[Start of Attachment]

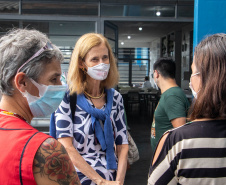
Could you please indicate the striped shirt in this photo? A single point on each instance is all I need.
(192, 154)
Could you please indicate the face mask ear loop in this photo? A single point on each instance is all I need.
(41, 87)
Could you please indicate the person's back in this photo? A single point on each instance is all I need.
(173, 105)
(196, 154)
(147, 84)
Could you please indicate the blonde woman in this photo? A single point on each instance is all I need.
(99, 114)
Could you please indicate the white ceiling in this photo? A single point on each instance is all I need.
(150, 32)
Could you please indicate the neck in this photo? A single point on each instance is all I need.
(165, 84)
(93, 87)
(16, 105)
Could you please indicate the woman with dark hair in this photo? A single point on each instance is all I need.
(99, 120)
(195, 153)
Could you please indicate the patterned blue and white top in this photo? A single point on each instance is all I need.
(84, 137)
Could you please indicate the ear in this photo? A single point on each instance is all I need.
(157, 73)
(21, 81)
(82, 65)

[End of Attachment]

» TASK PROMPT
What is needed is every entry above, repeated exactly, with the pictures dropped.

» EXERCISE SOLUTION
Could you please indicate the striped shirt in this photo? A single point on each instance is all I need.
(192, 154)
Could you please indicate the face mask ear loop in this photo? A single point on each instance is all I need.
(41, 87)
Could you please indicate the person's back in this photo? A single point on each instance is all I need.
(173, 105)
(196, 154)
(147, 84)
Could you please indicate the blonde woman in this photo? A single point on each instance is all I need.
(99, 114)
Could you please indicate the white ceiling in this photo? A single point on each instance is all I need.
(150, 32)
Could you please indicate the neck in this photo? A single point on each instance is all I need.
(165, 84)
(93, 87)
(16, 105)
Could you please indicate the woman with dark hair in this photo? A single point on each instance is all I need.
(99, 120)
(195, 153)
Could you please indicate the patterned blue and white top in this photo? A single point on each instance is all I need.
(84, 137)
Could you please indicate the ear in this photo? A single point on each instance is all I need.
(157, 73)
(21, 81)
(82, 65)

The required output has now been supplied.